■ AIM
From the records, pull out and copy each line containing the string "wall". Treat uppercase and lowercase as different.

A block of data
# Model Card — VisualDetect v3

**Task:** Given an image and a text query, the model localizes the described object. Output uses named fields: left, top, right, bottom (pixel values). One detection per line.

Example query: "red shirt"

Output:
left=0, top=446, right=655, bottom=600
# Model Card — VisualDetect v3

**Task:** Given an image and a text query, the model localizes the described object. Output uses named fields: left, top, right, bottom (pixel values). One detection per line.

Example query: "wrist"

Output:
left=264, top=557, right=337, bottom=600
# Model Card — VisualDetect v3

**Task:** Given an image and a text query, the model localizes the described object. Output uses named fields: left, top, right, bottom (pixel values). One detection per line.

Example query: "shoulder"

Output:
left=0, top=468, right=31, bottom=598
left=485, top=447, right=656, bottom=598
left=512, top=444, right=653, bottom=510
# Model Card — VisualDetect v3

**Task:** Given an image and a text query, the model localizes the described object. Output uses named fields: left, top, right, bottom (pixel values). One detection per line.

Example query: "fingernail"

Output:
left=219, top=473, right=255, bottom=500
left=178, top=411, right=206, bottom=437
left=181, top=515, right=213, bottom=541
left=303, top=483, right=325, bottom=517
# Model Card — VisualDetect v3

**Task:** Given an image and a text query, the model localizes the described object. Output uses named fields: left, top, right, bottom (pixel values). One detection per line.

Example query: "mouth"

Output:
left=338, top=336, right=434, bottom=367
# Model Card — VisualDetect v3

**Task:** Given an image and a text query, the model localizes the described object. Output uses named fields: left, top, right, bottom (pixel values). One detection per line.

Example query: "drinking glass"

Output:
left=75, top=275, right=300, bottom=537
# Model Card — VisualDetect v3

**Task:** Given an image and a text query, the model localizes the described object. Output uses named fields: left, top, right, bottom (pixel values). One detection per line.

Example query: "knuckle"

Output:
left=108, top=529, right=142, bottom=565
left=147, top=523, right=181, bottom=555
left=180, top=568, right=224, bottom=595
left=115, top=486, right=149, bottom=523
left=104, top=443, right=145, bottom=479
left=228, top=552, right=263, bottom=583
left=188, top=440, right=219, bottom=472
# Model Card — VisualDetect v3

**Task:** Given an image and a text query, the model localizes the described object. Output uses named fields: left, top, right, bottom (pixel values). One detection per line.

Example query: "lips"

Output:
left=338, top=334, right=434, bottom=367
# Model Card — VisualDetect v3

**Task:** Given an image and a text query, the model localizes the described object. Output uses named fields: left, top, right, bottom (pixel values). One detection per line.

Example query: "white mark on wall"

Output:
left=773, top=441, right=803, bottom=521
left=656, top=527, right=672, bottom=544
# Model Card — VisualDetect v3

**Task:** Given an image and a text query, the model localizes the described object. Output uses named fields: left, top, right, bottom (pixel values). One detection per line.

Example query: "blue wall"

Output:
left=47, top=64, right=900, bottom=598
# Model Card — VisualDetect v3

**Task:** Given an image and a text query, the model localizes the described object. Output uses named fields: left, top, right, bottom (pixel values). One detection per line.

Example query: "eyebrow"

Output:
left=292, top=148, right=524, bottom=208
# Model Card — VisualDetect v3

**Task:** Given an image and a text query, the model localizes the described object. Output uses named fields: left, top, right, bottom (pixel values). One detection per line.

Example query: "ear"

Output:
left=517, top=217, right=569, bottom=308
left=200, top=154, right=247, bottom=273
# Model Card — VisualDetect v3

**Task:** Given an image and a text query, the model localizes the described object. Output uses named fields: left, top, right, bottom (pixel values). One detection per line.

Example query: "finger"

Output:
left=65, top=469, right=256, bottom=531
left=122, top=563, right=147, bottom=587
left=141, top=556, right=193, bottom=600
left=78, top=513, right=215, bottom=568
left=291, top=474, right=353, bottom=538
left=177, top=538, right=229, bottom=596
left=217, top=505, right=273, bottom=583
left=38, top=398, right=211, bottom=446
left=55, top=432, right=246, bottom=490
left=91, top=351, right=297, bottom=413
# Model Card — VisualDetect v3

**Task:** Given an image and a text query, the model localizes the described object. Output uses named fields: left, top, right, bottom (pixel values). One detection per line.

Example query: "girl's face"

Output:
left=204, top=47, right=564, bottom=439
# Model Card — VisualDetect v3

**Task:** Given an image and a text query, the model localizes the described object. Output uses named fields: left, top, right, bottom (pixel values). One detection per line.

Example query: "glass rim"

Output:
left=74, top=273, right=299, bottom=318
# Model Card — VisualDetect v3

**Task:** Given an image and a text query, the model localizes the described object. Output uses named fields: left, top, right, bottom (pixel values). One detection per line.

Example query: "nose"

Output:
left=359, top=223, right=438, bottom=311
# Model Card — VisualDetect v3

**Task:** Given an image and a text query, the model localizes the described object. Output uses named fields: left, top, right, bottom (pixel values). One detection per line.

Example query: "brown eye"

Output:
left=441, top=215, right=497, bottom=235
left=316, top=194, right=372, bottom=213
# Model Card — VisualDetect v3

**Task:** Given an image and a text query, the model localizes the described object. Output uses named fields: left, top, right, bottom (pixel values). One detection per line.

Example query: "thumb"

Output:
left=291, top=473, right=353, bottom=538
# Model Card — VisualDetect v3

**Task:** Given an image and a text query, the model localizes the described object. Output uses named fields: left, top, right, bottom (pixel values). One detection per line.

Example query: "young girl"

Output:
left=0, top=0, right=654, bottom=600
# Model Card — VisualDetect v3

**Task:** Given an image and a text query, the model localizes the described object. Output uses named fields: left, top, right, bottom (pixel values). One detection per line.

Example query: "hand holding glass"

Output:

* * *

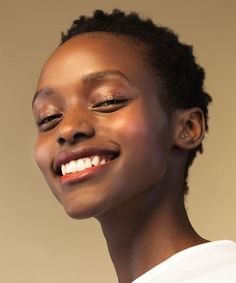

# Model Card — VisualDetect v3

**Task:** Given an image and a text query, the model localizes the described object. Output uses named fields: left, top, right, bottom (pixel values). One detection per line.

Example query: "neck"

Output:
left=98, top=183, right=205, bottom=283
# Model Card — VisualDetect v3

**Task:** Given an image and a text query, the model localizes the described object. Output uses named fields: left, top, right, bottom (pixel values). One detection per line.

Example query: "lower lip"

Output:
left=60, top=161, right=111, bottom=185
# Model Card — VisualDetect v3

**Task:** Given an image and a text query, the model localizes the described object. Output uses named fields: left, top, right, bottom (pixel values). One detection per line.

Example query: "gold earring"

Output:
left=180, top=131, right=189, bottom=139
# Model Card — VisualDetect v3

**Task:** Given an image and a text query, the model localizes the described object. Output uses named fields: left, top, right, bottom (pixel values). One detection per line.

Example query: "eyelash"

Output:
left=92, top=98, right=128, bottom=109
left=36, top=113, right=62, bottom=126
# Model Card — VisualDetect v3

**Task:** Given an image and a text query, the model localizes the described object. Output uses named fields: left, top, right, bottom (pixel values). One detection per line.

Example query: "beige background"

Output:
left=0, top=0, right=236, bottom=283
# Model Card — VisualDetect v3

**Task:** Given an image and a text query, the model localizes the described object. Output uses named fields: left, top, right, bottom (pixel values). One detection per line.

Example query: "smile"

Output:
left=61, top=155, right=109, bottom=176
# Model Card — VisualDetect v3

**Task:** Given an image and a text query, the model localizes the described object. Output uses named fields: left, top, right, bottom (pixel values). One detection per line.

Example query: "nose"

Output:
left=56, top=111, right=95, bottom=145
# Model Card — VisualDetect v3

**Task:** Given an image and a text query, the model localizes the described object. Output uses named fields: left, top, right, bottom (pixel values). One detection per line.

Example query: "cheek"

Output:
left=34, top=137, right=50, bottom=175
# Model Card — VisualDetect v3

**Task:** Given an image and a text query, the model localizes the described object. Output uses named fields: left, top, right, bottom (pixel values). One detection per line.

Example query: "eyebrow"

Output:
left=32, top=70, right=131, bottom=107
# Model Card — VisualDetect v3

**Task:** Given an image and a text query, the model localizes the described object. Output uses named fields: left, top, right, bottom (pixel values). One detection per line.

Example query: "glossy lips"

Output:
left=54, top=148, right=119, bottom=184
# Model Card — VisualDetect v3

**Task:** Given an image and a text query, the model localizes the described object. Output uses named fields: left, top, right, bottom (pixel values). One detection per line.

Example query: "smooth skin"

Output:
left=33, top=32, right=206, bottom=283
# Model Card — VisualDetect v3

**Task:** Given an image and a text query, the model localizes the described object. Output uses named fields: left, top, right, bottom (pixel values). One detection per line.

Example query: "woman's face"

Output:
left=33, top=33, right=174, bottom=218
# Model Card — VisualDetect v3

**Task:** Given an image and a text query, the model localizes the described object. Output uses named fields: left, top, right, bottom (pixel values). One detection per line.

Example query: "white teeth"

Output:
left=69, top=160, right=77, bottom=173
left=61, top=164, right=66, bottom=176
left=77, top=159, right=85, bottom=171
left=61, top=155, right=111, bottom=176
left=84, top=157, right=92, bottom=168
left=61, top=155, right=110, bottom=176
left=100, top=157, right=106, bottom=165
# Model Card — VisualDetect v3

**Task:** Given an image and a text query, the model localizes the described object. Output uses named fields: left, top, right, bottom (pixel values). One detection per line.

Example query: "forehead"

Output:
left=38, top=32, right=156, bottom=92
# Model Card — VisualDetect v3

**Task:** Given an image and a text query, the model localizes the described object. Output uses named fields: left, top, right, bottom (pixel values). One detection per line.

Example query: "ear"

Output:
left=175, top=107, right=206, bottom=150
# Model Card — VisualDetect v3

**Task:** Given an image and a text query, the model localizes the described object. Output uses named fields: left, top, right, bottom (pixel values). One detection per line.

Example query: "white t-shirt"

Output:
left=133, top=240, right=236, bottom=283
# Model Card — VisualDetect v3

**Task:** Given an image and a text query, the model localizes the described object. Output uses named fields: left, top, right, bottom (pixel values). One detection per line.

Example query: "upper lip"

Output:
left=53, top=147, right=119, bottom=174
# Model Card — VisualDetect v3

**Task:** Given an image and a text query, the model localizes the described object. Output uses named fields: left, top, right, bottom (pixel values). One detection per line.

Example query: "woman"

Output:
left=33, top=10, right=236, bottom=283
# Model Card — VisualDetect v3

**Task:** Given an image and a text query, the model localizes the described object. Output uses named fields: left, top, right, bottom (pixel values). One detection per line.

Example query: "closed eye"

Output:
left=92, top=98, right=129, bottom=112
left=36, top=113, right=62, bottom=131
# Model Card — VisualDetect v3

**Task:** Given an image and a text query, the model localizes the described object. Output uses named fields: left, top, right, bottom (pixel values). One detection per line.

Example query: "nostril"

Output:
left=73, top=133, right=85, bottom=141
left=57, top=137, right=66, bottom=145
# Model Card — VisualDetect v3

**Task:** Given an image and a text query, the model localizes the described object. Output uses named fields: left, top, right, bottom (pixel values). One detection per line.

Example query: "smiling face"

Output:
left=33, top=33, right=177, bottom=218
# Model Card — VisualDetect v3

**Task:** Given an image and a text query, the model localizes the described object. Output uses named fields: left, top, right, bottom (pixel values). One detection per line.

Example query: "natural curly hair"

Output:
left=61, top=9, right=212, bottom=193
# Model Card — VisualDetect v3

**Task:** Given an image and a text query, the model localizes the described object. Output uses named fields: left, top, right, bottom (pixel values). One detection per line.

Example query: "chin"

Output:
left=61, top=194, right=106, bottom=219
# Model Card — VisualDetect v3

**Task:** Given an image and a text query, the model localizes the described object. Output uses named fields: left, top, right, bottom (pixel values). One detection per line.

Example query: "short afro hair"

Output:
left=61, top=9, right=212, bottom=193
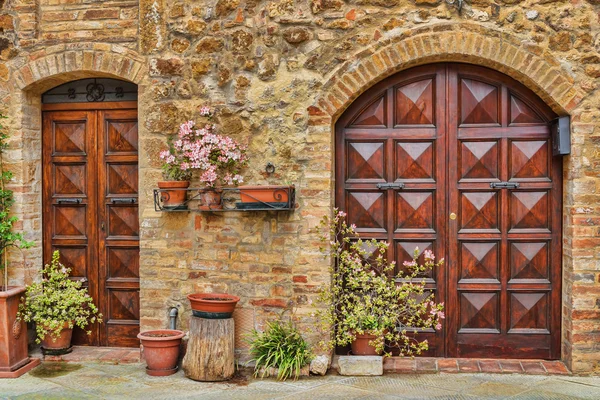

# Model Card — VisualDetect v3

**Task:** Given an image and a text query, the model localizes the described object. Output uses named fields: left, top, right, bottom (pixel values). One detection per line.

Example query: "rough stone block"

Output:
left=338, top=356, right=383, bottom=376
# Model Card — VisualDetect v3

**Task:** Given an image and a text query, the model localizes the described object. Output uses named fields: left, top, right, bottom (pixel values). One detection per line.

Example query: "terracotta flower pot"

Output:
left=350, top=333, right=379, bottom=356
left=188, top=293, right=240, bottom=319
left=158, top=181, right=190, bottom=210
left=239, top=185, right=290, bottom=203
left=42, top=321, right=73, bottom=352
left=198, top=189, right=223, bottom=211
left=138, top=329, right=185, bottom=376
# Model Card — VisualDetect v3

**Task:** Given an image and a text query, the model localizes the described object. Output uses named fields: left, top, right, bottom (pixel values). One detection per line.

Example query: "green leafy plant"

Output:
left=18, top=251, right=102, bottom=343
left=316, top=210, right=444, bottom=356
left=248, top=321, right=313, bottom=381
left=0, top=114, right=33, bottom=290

■ CORRECT ANSWER
Example query: "white mark on wall"
Example query: "blue wall"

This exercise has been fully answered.